━━━ Data records

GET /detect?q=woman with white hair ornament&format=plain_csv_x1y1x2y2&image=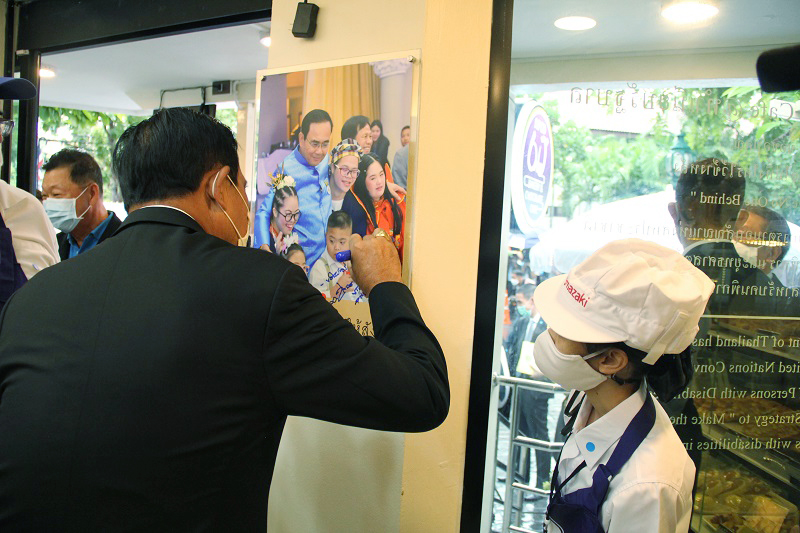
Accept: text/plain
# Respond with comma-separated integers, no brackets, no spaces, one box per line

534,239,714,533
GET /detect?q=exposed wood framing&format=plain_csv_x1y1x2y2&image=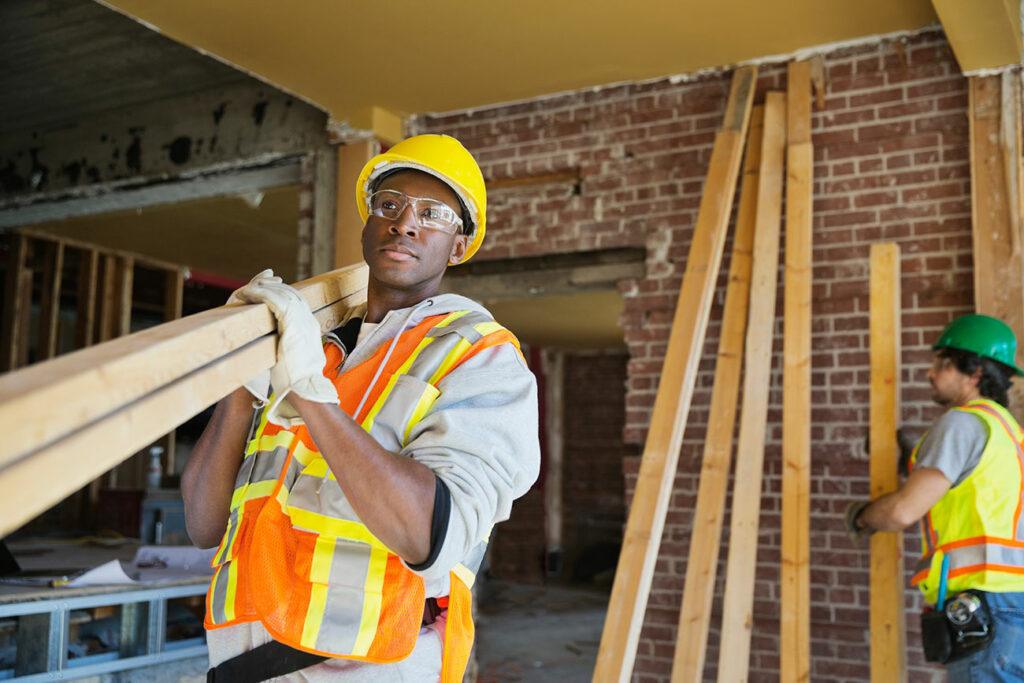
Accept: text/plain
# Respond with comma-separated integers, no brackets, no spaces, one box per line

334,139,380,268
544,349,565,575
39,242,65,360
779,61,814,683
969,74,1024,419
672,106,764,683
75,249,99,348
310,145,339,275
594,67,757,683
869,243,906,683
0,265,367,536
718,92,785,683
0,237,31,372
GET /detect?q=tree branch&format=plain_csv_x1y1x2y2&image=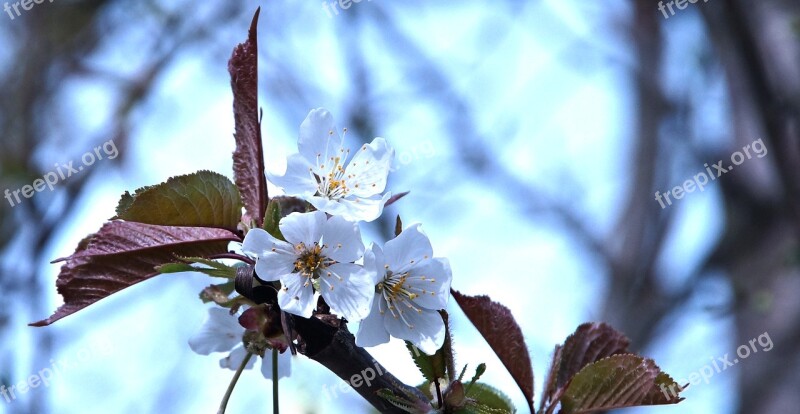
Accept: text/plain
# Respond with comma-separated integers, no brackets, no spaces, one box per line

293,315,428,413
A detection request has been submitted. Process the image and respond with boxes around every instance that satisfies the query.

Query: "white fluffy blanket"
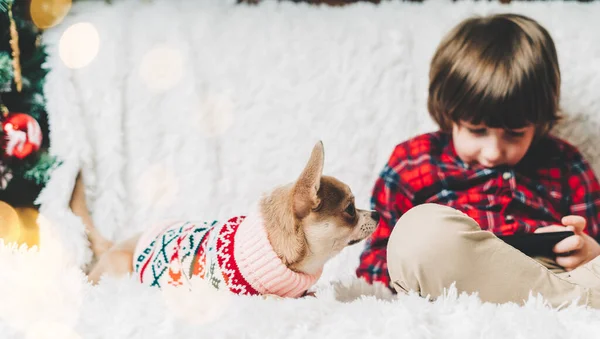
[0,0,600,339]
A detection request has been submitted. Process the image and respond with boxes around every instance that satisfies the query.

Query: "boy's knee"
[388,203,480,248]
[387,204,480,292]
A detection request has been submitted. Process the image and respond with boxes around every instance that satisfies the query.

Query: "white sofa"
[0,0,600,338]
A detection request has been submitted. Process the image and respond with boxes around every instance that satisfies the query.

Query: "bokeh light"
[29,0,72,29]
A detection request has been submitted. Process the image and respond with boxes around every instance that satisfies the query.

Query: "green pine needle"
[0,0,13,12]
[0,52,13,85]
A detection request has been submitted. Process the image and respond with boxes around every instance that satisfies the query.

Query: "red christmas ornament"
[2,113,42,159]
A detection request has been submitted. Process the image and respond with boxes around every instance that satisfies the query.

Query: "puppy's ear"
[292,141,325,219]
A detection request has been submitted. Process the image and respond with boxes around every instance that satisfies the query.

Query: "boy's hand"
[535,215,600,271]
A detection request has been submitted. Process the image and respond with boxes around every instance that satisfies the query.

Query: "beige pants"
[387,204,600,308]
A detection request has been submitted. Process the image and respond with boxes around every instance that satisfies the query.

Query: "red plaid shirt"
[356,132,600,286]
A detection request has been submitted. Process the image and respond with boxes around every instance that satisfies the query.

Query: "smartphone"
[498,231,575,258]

━━━━━━

▶ [Stated goal]: Give every one of the entries above as a two-column CSV with the header columns "request" and "response". Write one row per entry, with the entry's full text in the first field and its boxes in the second. Enclose each field in double quotes, replace line breaks with spaces, and omit the pictures.

▶ [Result]:
request,response
"GET /detect?q=woman with white hair ornament&format=plain_csv_x1y1x2y2&image= Accept: text/plain # Respond with comma-separated integers, no brackets, no spaces, one box per line","534,239,714,533"
"GET /detect?q=exposed wood framing&format=plain_csv_x1y1x2y2&image= Accept: text/plain # Respond with comma-separated integers, no brackets, no spaces, one box per line","334,139,380,268 544,349,565,575 39,242,65,360 779,61,814,683 969,74,1024,419 672,106,764,683 75,249,99,348 310,145,339,275 594,67,757,683 869,243,906,683 0,265,367,536 718,92,785,683 0,237,31,372"
"GET /detect?q=tree branch&format=plain_csv_x1y1x2y2&image= Accept: text/plain # Respond with comma-separated integers, no brackets, no spaces, one box per line","293,315,428,413"
"A detection request has been submitted. Process the image and respond with boxes around every instance that satisfies the query. Query: ""white fluffy blanket""","[0,0,600,339]"
"A detection request has been submitted. Process the image and respond with boxes around every instance that satisfies the query. Query: ""boy's knee""","[388,203,480,248] [387,204,480,292]"
"A detection request has been submitted. Process the image and respond with boxes around every instance that satisfies the query. Query: ""white sofa""","[0,0,600,338]"
"A detection request has been submitted. Process the image and respond with boxes around every instance that satisfies the query. Query: ""bokeh light""","[29,0,72,29]"
"A detection request has been submitted. Process the image and respond with boxes around every instance that satisfies the query. Query: ""green pine needle""","[0,0,13,12] [0,52,13,85]"
"A detection request has been submitted. Process the image and respond with boxes around every instance that satisfies the query. Query: ""red christmas ornament""","[2,113,42,159]"
"A detection request has been submitted. Process the image and respond with boxes around every instance that satisfies the query. Query: ""puppy's ear""","[292,141,325,219]"
"A detection request has been submitted. Process the image and respond with boxes around every instance that satisfies the query. Query: ""boy's hand""","[535,215,600,271]"
"A detection request has been submitted. Process the image and respond with boxes around every instance that satisfies the query. Query: ""beige pants""","[387,204,600,308]"
"A detection request has been submitted. Process the image and respond with boxes around every instance that satisfies the query. Query: ""red plaid shirt""","[356,132,600,286]"
"A detection request has been submitted. Process the image and respond with boxes around every instance that satisfies the query. Query: ""smartphone""","[498,231,575,258]"